* [Passage given]
========

If that makes “Good With People” sound like a ghost story, it is in a sense, though it contains no elements of the classically supernatural. It is instead a story of how people haunt their own lives, failing to be entirely present, no matter where they are. Or with whom. Mr. Harrower’s title is a dark joke of the cosmic variety, since being good with people is, by his severe but forgiving standards, an unobtainable virtue.

It feels appropriate that the only people we meet in this play, directed with light and icy fingers by George Perrin, work in what are considered people-oriented professions. Helen (Blythe Duff) runs the desk at a Scottish hotel, inaccurately named the Seaview. Evan (Andrew Scott-Ramsay) is a nurse.

He is also the only guest in the town’s only hotel when he shows up one morning, though it is high season. Helen recognizes Evan’s name, and the two come into focus for each other as hazy, vaguely hurtful figures from a mutual chapter in their pasts. Helen reminds Evan that he once knew her son, Jack Hughes. Evan mishears her, or pretends to. “J’accuse?” he answers.

Sara Krulwich/NY Times

An empty hotel by the water (a loch); a man and a woman with a shared history and some unfinished business: this is the stuff of many a familiar fictional idyll, romantic or spooky or suspenseful. Holding true to that form, the plot will lead into a cross-fire of recriminations amid a slow, steady buildup of sexual tension. But you don’t expect what happens to happen — that is, if it really does happen, which is debatable.

Seducing an audience by the slow, blurred divulgence of information is a specialty of Mr. Harrower. This was evident in his best-known work, the brilliant “Blackbird,” staged at the Manhattan Theater Club in 2007 and one of the most powerful dramas of this century. That play too was essentially a protracted dialogue between a man and a woman, who in that case turned out to have had a sexual relationship when the woman was still a girl.

The bonds that connect Helen and Evan in “Good With People” aren’t anywhere near as strong or as visceral. This allows Mr. Harrower greater latitude in considering how we connect, or fail to, with others. His canvas is surprisingly wide here, touching on bullying (both by schoolchildren and, wait for it, members of the Taliban), small-town class hierarchies, military life, the divisive existence of a nuclear base, foreign wars, one-night stands and a local wedding.

========

* [Available data]
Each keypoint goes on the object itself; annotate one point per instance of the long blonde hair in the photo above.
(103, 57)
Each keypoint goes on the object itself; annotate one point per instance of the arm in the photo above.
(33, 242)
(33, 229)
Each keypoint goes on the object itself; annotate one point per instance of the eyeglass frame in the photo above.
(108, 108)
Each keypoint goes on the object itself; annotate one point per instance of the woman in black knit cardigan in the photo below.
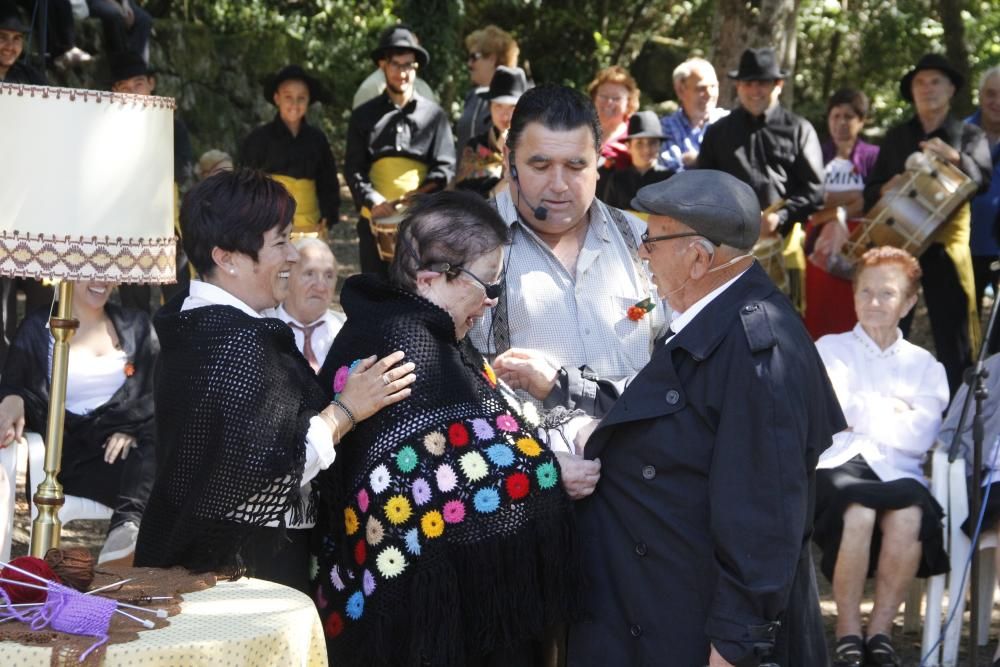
(449, 538)
(242, 425)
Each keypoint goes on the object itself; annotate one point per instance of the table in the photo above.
(245, 623)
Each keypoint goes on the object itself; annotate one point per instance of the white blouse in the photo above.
(870, 383)
(91, 381)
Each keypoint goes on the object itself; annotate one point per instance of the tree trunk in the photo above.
(957, 52)
(743, 24)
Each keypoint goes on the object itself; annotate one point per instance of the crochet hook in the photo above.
(160, 613)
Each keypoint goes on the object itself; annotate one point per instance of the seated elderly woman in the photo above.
(874, 513)
(449, 537)
(242, 425)
(108, 453)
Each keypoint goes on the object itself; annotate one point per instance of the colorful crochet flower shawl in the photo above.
(449, 533)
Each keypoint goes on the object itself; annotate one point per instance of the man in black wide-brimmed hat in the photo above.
(399, 144)
(948, 283)
(768, 147)
(296, 153)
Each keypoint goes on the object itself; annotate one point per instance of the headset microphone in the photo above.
(540, 212)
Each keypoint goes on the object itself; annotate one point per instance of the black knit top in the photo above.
(449, 533)
(233, 401)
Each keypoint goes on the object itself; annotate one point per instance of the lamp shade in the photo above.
(87, 186)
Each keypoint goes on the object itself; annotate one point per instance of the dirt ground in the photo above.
(91, 534)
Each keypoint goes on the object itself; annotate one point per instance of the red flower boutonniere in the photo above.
(639, 310)
(489, 374)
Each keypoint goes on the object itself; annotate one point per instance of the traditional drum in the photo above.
(908, 215)
(384, 230)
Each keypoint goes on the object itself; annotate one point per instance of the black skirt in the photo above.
(856, 482)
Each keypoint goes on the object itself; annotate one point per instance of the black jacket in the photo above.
(777, 154)
(129, 411)
(699, 529)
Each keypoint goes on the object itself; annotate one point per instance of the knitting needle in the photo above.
(107, 586)
(160, 613)
(46, 581)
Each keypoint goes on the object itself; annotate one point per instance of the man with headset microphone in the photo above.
(573, 276)
(572, 271)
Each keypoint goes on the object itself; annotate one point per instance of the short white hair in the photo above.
(686, 68)
(987, 75)
(305, 242)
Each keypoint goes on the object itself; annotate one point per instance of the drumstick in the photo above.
(775, 207)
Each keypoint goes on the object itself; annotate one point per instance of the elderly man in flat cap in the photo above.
(948, 281)
(696, 536)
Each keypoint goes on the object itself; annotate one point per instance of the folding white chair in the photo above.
(959, 547)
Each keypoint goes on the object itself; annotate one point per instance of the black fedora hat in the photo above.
(507, 85)
(10, 19)
(294, 73)
(645, 124)
(758, 65)
(126, 65)
(400, 37)
(930, 61)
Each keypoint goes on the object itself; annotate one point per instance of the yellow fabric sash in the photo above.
(303, 191)
(954, 236)
(394, 176)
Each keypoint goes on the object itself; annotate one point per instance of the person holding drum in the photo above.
(295, 153)
(986, 207)
(874, 513)
(948, 284)
(829, 298)
(481, 166)
(398, 144)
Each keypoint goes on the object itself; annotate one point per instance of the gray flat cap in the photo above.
(720, 207)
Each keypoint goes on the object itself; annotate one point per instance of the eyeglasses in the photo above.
(648, 241)
(611, 99)
(492, 290)
(403, 68)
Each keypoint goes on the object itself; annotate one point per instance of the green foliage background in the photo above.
(868, 44)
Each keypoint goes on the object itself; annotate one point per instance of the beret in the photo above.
(717, 205)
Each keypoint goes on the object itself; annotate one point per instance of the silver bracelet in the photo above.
(347, 411)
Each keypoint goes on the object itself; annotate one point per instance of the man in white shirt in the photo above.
(572, 270)
(312, 282)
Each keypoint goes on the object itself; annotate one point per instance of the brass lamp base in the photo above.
(46, 528)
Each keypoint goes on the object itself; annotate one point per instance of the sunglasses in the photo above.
(492, 290)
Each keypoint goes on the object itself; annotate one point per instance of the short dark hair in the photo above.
(556, 108)
(851, 97)
(454, 226)
(232, 210)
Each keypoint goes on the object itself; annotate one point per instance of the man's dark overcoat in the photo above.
(698, 531)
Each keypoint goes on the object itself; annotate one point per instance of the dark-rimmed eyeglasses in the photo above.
(648, 241)
(403, 68)
(492, 290)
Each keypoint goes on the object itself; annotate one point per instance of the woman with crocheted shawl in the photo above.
(242, 425)
(450, 537)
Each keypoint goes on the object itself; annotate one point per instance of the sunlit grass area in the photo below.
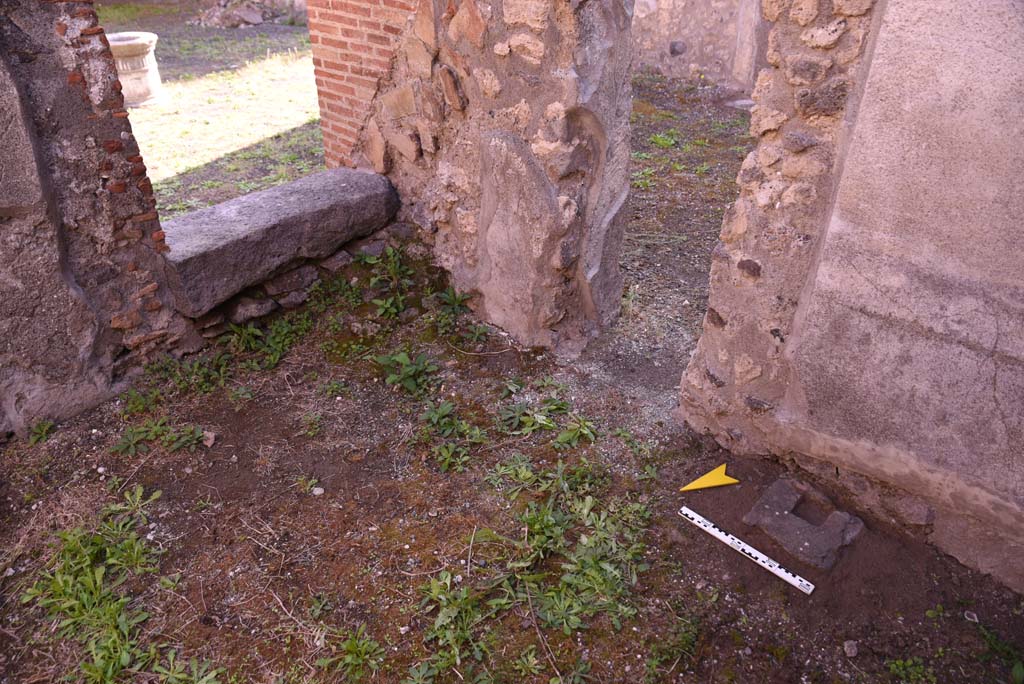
(204, 119)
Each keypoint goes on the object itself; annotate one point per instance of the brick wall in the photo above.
(352, 44)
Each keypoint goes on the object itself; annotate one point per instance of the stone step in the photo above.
(219, 251)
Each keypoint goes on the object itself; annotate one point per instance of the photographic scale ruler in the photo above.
(747, 550)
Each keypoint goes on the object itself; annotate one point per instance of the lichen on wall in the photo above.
(505, 128)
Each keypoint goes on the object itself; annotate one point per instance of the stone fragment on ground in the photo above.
(815, 545)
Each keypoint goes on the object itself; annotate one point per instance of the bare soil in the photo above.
(257, 551)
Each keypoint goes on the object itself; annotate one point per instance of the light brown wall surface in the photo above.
(902, 358)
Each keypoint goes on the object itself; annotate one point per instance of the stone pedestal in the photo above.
(136, 61)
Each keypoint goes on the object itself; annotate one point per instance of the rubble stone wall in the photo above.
(865, 311)
(505, 129)
(81, 293)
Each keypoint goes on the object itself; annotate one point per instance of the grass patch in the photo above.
(120, 13)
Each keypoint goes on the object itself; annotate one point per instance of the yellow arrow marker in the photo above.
(712, 478)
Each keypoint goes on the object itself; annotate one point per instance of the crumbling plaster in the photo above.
(716, 39)
(505, 128)
(81, 298)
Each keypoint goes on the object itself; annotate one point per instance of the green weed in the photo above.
(353, 656)
(40, 432)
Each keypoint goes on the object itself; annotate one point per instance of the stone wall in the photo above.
(81, 293)
(718, 39)
(866, 310)
(505, 129)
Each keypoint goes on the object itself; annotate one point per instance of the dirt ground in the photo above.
(317, 523)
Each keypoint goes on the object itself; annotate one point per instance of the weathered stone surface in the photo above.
(532, 13)
(816, 545)
(219, 251)
(247, 308)
(298, 279)
(468, 24)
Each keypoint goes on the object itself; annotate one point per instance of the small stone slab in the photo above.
(219, 251)
(815, 545)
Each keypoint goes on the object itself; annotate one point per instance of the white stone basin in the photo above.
(136, 61)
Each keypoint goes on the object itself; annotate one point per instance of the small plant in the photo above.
(354, 657)
(411, 375)
(40, 432)
(453, 306)
(188, 437)
(173, 671)
(133, 441)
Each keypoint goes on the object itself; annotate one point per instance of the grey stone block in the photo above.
(219, 251)
(815, 545)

========

* [Given problem 1] Pick out each line of the listing that contains the word "wall", treating case as significant, and copy those lines.
* [Given problem 2] Carry the review of "Good With People" forward from its last sentence with the next stretch of prose.

* [Expected output 1]
Each keypoint goes on the object itself; annotate one point per instance of the brick wall in the photo above.
Each keypoint goes on the object itself; annotate one point per instance of the lichen on wall in the photo above.
Each keypoint goes on the object itself; annotate one point per instance of the light brown wall surface in the photo above.
Each keypoint goes on the object itself; annotate one point per instance of the rubble stone wall in the photo above.
Each keypoint goes on the object itself; annotate one point per instance of the stone wall in the photo above.

* [Expected output 2]
These disparate subjects come up without strain in Helen and Evan’s conversation. They all relate quite specifically to two lives that have only on occasion overlapped. But the talk subtly nudges you into thinking about the failure of most social structures and the poignant hopes for comfort and security that we pour into them.

If the dialogue is mostly naturalistic, the staging is not. Beneath the words Helen and Evan exchange, a whole other relationship is taking place.

It is given life in an extraordinary series of tableaus that find the characters suddenly illuminated, crouched fetally or reaching out or dancing together clumsily in a state of mutual surprise. These movements are both precise and hauntingly elliptical, reminiscent of the subliminal choreography of Steven Hoggett on “Black Watch“ and “Once.”

Ms. Duff and Mr. Scott-Ramsay are perfection. They expertly embody characters who are confined and isolated by class, age and gender. At the same time they seem to belong to a world of shadows, a Jungian realm conjured by the masterly lighting of Tim Deiling, the soundscape of Scott Twynholm and the set and costume design of Ben Stones, which only seem simple.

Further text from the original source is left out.